#### Task instructions
a. Using the passage about the 2016 MMLA Conference, answer these questions, one answer per line, marked the same way:
(i) In what city and month does the conference take place?
(ii) How many sentences make up the poetry-memoir collage?
(iii) Who is quoted as saying that the self and the poem make each other real?
b. In the passage about the 2016 MMLA Conference, turn the paragraph beginning "This presentation goes through the process" into a short bulleted list that keeps its main facts.

#### Passage to read

Begin

2016 MMLA Conference St Louis MO

I am honored to give two presentations at the 2016 MMLA (Midwest Modern Languages Association) Conference in St Louis, MO in November.

Here they are:

My Secret Wars of 1984:
A Hybrid Mashup

“The self and the poem make each other real,” Rachel Zucker confirms, but what if the place of the poem is set when the self has no voice? What other complication arises as the self writing the poem [now] has a voice?
           This presentation goes through the process of my hybrid mashup My Secret Wars of 1984, an alphabetized 366-sentence poetry-memoir collage, using texts from the year 1984 (Lyn Hejinian, Ronald Johnson, bell hooks, Marvel Comics, Dungeons & Dragons, President Reagan, etc.) with sentences of my own—within the context of political and personal struggles of that time (my mother coming out in the midst of living in a conservative neighborhood, bullying I faced, the American recession, daily nuclear bomb threats, etc.).

End

#### Information given
Begin

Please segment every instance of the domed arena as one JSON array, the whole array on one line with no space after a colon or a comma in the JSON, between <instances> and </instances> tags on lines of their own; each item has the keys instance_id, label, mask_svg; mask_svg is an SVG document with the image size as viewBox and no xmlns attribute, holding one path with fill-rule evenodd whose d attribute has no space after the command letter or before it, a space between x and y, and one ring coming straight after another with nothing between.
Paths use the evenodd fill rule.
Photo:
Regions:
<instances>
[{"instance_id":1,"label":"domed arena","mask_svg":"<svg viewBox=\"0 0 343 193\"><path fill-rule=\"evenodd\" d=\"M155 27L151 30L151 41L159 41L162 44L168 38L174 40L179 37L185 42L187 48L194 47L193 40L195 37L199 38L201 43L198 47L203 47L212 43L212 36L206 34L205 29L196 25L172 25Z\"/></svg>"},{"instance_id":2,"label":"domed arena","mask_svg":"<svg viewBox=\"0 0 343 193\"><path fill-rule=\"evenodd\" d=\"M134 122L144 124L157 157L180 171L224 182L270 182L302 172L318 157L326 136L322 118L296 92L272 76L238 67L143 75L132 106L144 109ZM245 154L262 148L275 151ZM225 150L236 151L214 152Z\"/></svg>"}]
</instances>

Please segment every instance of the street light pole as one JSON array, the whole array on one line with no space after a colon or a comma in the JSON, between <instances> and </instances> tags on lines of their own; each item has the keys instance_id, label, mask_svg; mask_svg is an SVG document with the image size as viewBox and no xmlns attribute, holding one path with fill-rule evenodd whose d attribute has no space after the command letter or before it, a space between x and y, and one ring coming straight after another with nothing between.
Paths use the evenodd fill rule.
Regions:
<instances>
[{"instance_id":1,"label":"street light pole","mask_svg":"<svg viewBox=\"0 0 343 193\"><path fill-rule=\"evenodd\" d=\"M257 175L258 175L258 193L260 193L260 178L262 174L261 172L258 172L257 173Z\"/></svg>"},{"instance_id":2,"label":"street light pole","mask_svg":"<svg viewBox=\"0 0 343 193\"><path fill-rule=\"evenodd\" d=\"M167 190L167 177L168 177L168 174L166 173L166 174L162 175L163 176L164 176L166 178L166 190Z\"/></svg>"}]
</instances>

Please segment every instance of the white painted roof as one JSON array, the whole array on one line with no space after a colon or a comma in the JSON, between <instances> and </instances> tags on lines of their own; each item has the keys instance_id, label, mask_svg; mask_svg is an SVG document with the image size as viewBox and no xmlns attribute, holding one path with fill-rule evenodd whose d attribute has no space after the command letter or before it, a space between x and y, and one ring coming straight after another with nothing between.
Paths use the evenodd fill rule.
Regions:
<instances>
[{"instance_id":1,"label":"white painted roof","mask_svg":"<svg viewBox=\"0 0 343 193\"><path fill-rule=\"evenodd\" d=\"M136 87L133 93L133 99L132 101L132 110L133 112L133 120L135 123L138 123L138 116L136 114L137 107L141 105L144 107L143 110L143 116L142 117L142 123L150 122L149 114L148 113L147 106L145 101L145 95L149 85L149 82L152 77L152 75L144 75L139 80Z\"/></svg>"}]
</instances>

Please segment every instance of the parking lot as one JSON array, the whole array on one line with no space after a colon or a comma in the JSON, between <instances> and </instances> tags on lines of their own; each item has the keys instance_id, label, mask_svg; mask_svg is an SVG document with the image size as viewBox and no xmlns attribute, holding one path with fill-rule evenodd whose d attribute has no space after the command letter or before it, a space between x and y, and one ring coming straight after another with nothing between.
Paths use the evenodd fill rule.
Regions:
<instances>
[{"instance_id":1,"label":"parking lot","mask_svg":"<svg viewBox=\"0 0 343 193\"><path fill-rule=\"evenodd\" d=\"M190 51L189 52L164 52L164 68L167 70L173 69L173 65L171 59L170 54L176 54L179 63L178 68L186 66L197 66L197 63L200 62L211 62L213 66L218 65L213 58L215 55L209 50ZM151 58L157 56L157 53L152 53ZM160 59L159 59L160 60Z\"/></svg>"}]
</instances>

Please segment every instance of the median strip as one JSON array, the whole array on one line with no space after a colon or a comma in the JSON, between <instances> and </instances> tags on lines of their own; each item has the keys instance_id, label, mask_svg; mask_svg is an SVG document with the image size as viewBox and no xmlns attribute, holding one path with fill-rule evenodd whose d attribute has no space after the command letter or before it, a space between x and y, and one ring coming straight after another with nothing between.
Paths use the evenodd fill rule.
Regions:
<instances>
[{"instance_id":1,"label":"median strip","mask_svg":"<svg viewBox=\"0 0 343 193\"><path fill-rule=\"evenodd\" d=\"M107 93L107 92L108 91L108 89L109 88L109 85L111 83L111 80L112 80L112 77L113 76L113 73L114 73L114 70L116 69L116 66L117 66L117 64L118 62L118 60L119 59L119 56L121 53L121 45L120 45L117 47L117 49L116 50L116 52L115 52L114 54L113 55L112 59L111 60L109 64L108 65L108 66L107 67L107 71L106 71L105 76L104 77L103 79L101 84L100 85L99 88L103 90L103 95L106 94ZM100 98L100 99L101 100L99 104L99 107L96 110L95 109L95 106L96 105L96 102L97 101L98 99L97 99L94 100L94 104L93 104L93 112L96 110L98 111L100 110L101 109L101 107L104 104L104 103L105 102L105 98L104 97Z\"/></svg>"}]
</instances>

End

#### Responses to the tasks
a.
(i) St. Louis, Missouri, in November
(ii) 366
(iii) Rachel Zucker

b.
- Topic: the process behind the hybrid mashup My Secret Wars of 1984
- Form: an alphabetized poetry-memoir collage of 366 sentences
- Sources: texts from 1984 (Lyn Hejinian, Ronald Johnson, bell hooks, Marvel Comics, Dungeons & Dragons, President Reagan, and others), combined with the presenter's own sentences
- Context: political and personal struggles of that time, including the presenter's mother coming out while living in a conservative neighborhood, bullying the presenter faced, the American recession, and daily nuclear bomb threats